**Extract provided**

-=-=-=-=-

Resisting the pathology of self-sufficiency
I was the speaker at a conference the first time I heard the phrase. A gifted actress had made us laugh and wince at the harried life of a fictional-but-recognizable mother, and she built with considerable force to her culminating line:
You. Are. Enough.
The audience cheered, riding waves of affirmation and relief. The monologue had clearly touched a nerve – a sense of insufficiency gnawing at the souls of so many in the room.
The issue of "not-enough-ness"–feeling not productive enough, attractive enough, smart enough, spiritual enough – is so prevalent that the phrase "you are enough" has popped up everywhere. There are bestselling books, acclaimed TED Talks, themed conferences and even T-shirts – all proclaiming we are indeed enough, just the way we are.
In the context of the Christian faith, the phrase can be a wonderful reminder of the immeasurable worth of every human being – each made in the image of God. It’s an important proclamation that we don’t have to earn our way into God’s favour – He loves us immeasurably and always will. And it’s an invitation to escape the trap of comparing ourselves to others and begin the journey toward becoming who we actually are.
Yet there’s a problem. "You are enough" does not, ironically, say quite enough about the reality of the human condition.
As surely as we are unshakeably loved, we are also undeniably bent. Saint Augustine (and Luther and many others after him) pointed out that, in our condition of sin, each one of us finds ourselves incurvatus in se – curved in on ourselves.

-=-=-=-=-

**Record excerpts**
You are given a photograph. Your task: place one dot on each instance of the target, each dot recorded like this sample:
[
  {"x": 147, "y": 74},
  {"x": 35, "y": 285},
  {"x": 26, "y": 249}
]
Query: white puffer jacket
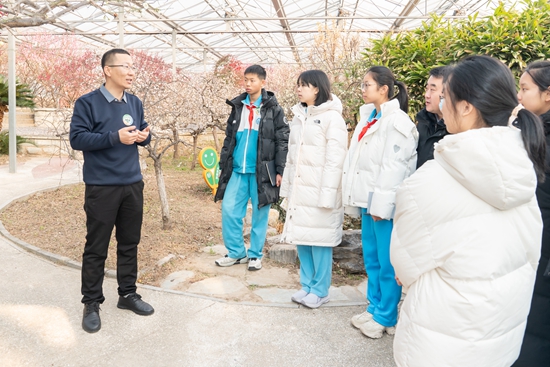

-=-=-=-=-

**What this exercise asks**
1 - Retype the stretch of the essay on self-sufficiency from "The issue of" through "the human condition.".
2 - Continue the essay on the pathology of self-sufficiency from the point where it stops.
The records have nothing to do with the essay on self-sufficiency.

**Answers to the exercises**
1 -
The issue of "not-enough-ness"–feeling not productive enough, attractive enough, smart enough, spiritual enough – is so prevalent that the phrase "you are enough" has popped up everywhere. There are bestselling books, acclaimed TED Talks, themed conferences and even T-shirts – all proclaiming we are indeed enough, just the way we are.
In the context of the Christian faith, the phrase can be a wonderful reminder of the immeasurable worth of every human being – each made in the image of God. It’s an important proclamation that we don’t have to earn our way into God’s favour – He loves us immeasurably and always will. And it’s an invitation to escape the trap of comparing ourselves to others and begin the journey toward becoming who we actually are.
Yet there’s a problem. "You are enough" does not, ironically, say quite enough about the reality of the human condition.

2 -
Scripture, not to mention the history of humankind, points to an indisputable truth. It is possible for a person to gradually become unbent, but we can’t do it on our own. It takes something truly supernatural to straighten out human nature.
The Apostle Paul puts it this way. "There is no one righteous, not even one … for all have sinned and fall short of the glory of God, and all are justified freely by His grace through the redemption that came by Christ Jesus" (Romans 3:10; 23–24).
Should you wish to live the unbent, abundant life Jesus came to offer, here’s what you need to know: You are NOT enough.
You need Jesus.
The problem with an otherwise helpful idea like "you are enough" is that, in our bent condition, we are susceptible to hearing an affirmation of self-sufficiency, rather than God-sufficiency. This is a big deal because the temptation to rely on ourselves instead of God has been curving us in on ourselves for a very long time. After all, the Original Sin of our original parents was the attempt to be and have enough apart from God.
The Quaker author Parker Palmer has diagnosed our tendency to try to be enough on our own as "‘Functional atheism,’ the belief that ultimate responsibility for everything rests with us."
This functional atheism, warns Palmer, is the "unconscious, unexamined conviction that if anything decent is going to happen here, we are the ones who must make it happen – a conviction held even by people who talk a good game about God." What first seems like healthy self-sufficiency, Palmer warns us, will eventually cause "pathology on every level of our lives."
So how do we avoid the curvedin pathology of functional atheism? It’s good to remember Jesus came not to offer us self-sufficiency, but the opportunity to "abide in Him" (John 15:4). And it might help to proclaim (if you’ll indulge a paraphrase) with the Apostle Paul: "But God says to me, ‘My grace is sufficient for you, for my power is made perfect in your insufficiency.’ Therefore I will boast all the more gladly about my not-enoughness, so that Christ’s power – which is more than enough – may rest on me" (2 Corinthians 12:9).